## Your objective:
Below is a block of records; reproduce all of them exactly and leave out any pictures.

## Given data:

★ ★ ★

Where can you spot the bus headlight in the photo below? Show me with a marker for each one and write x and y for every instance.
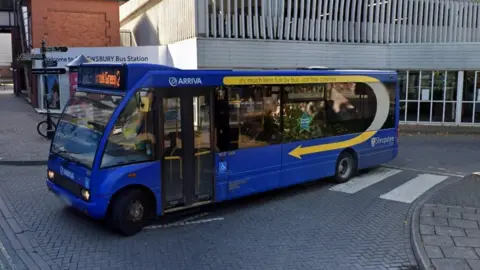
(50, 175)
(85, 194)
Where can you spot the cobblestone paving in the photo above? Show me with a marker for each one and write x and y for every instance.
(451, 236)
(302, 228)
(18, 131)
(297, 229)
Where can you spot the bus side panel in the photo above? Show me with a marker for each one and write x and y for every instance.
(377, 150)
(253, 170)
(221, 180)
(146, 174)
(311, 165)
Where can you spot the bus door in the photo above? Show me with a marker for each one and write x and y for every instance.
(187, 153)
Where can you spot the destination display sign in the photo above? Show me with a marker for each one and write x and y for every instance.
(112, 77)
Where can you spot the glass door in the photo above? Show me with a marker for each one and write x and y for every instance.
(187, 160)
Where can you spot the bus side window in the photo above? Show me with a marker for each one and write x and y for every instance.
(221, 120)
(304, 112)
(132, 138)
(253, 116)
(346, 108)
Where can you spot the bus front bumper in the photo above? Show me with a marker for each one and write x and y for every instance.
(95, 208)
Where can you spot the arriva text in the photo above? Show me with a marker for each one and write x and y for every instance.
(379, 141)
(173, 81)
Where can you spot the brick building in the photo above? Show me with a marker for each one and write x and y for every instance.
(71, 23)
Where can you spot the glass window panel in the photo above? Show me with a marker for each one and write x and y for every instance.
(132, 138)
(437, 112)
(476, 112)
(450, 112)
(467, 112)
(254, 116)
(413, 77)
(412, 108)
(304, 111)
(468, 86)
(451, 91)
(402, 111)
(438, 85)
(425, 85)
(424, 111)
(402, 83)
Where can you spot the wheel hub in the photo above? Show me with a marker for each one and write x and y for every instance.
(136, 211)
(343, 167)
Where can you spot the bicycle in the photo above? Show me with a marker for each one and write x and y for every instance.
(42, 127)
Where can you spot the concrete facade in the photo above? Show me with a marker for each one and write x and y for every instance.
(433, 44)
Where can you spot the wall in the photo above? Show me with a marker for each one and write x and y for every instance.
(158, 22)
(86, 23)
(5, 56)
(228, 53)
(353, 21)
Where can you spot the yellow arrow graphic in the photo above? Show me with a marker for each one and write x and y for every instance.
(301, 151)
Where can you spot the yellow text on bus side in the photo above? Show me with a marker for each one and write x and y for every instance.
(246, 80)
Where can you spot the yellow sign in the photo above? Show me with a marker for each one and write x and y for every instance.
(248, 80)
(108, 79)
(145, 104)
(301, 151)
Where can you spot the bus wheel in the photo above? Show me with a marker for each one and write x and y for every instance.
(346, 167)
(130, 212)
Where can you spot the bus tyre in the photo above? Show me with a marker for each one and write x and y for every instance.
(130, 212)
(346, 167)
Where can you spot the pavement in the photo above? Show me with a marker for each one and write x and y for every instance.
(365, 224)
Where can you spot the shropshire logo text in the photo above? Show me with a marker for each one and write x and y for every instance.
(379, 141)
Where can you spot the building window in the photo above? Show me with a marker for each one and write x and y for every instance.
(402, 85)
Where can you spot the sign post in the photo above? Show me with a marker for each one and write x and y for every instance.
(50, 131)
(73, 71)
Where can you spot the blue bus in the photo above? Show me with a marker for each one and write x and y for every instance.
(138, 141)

★ ★ ★

## Result of the exercise:
Where can you spot the bus headlight in the photo below? Show me with a marker for each one and write x and y for every instance.
(50, 175)
(85, 194)
Where can you spot the cobblestone paving in the photo above? Show me with a marker for each one and write x and y for every instance.
(451, 236)
(302, 228)
(18, 131)
(297, 229)
Where can you spot the bus side panel in the photo above? Show me with a marker for each one and write x and y for every instance.
(377, 150)
(253, 170)
(221, 180)
(146, 174)
(311, 165)
Where can you spot the bus door in the photo above? Show me with a marker for each one and write x and y for every instance.
(187, 153)
Where can you spot the destination display sign in the photo above? Show me with a marker for each one and write x and y for every instance.
(112, 77)
Where can you spot the glass door in the photo above? Show me with a marker for each one and write x and y for every instance.
(187, 160)
Where can you spot the bus side window in the photo above? Show me with a marker for each one and write x and y for every instance.
(221, 120)
(304, 112)
(132, 138)
(253, 116)
(346, 108)
Where can you spot the bus front bumper in the photo above? Show me with a marker for each one and write x and y for every instance.
(95, 208)
Where can you spot the arriva text in the photo above? Show me with a marker for each one and write x and y for every instance.
(379, 141)
(173, 81)
Where can you spot the brick building in the photo above? Show me with a marker for each one and write x and y for every instance.
(71, 23)
Where can you spot the glass window panel in the photo above? Show me with a marker for each one and write x and y for every instance.
(132, 138)
(437, 112)
(476, 112)
(450, 112)
(467, 112)
(254, 116)
(413, 77)
(412, 108)
(304, 111)
(468, 86)
(451, 91)
(402, 111)
(438, 85)
(425, 85)
(424, 111)
(402, 83)
Where can you spot the wheel hub in the photo above? Show me with a marker for each one and write x and y for every instance.
(136, 211)
(343, 167)
Where can you spot the bicycle in the photo above? Show me with a marker for each one and write x and y for every instance.
(42, 127)
Where can you spot the concrete facade in the photo above? Show me with a marker for each one and write x and y for every instance.
(433, 44)
Where can you spot the wall in the photo above? Show me with a marker for each one and write x and y for every instance.
(158, 22)
(86, 23)
(5, 56)
(228, 53)
(353, 21)
Where can you spot the yellow arrow graphic in the photo above? Show me with a marker for each one and write x and y for every instance.
(301, 151)
Where can you spot the yellow text on bus side in the photo above? Show me with a marker for each one and write x and y for every instance.
(246, 80)
Where can you spot the yellow sign in the photo above? Show me with a marker for each one and write x and y for every instance.
(248, 80)
(108, 79)
(145, 104)
(301, 151)
Where can you spot the bus wheel in the photo above? Show me with a marker for each one and write x and y for every instance.
(346, 167)
(130, 212)
Where can you spot the bus tyre in the photo above? Show me with a marker for each one and write x and y for every instance.
(130, 212)
(346, 167)
Where can you spot the pavement in the photo above? Show me with a marker for each one and write x and y for every instance.
(365, 224)
Where can you spot the shropshire logo text in the photo above? Show me with a marker for each one and write x and y for every instance.
(379, 141)
Where can you spot the building window in the photo above? Show me with a marker for each one and write x and y for every instance.
(402, 85)
Where can you spot the sign post in the photo above? Show me with a marker for each one and write x and y for every instance.
(50, 131)
(73, 71)
Where can you spot the blue bus in the photo above? Show me with a marker for each one and write x and y for every instance.
(138, 141)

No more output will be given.